### Task to carry out
In each of the rows below, change "round sunglasses" to "aviator sunglasses" and rewrite the lines with everything else left as it is. Omit the pictures from your answer.

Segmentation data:
# # # # #

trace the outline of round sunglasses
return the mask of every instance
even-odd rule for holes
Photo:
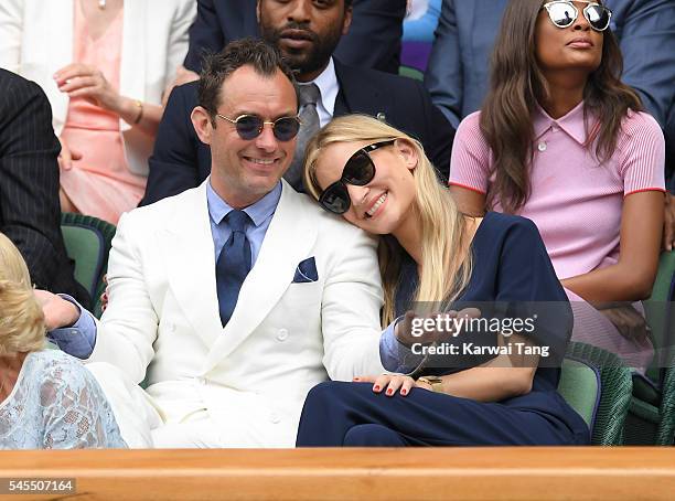
[[[279,141],[285,142],[298,136],[298,131],[300,130],[300,118],[298,117],[280,117],[275,121],[265,121],[258,115],[239,115],[237,118],[232,119],[224,115],[216,114],[216,117],[234,124],[239,137],[247,141],[260,136],[266,124],[271,126],[275,137]]]
[[[321,196],[319,204],[334,214],[344,214],[352,205],[352,199],[345,183],[356,186],[365,186],[375,178],[375,163],[368,153],[378,148],[394,145],[396,139],[374,142],[357,150],[344,164],[342,177],[328,186]]]
[[[569,28],[579,17],[579,10],[570,1],[555,1],[544,3],[550,22],[558,28]],[[596,31],[604,31],[609,28],[612,11],[596,2],[588,2],[583,8],[583,17]]]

# # # # #

### Finished task
trace the outline of aviator sunglasses
return the mask of every instance
even-odd rule for holes
Photo:
[[[279,141],[285,142],[298,136],[298,131],[300,130],[300,118],[298,117],[280,117],[275,121],[265,121],[258,115],[239,115],[237,118],[232,119],[224,115],[216,114],[216,117],[234,124],[239,137],[247,141],[260,136],[266,124],[271,126],[275,137]]]
[[[321,196],[319,204],[334,214],[344,214],[352,205],[352,199],[345,183],[356,186],[365,186],[375,178],[375,163],[368,153],[378,148],[394,145],[396,139],[374,142],[357,150],[344,164],[342,177],[328,186]]]
[[[569,28],[579,17],[579,10],[570,1],[555,1],[544,3],[550,22],[558,28]],[[596,31],[604,31],[609,28],[612,11],[596,2],[588,2],[583,8],[583,17]]]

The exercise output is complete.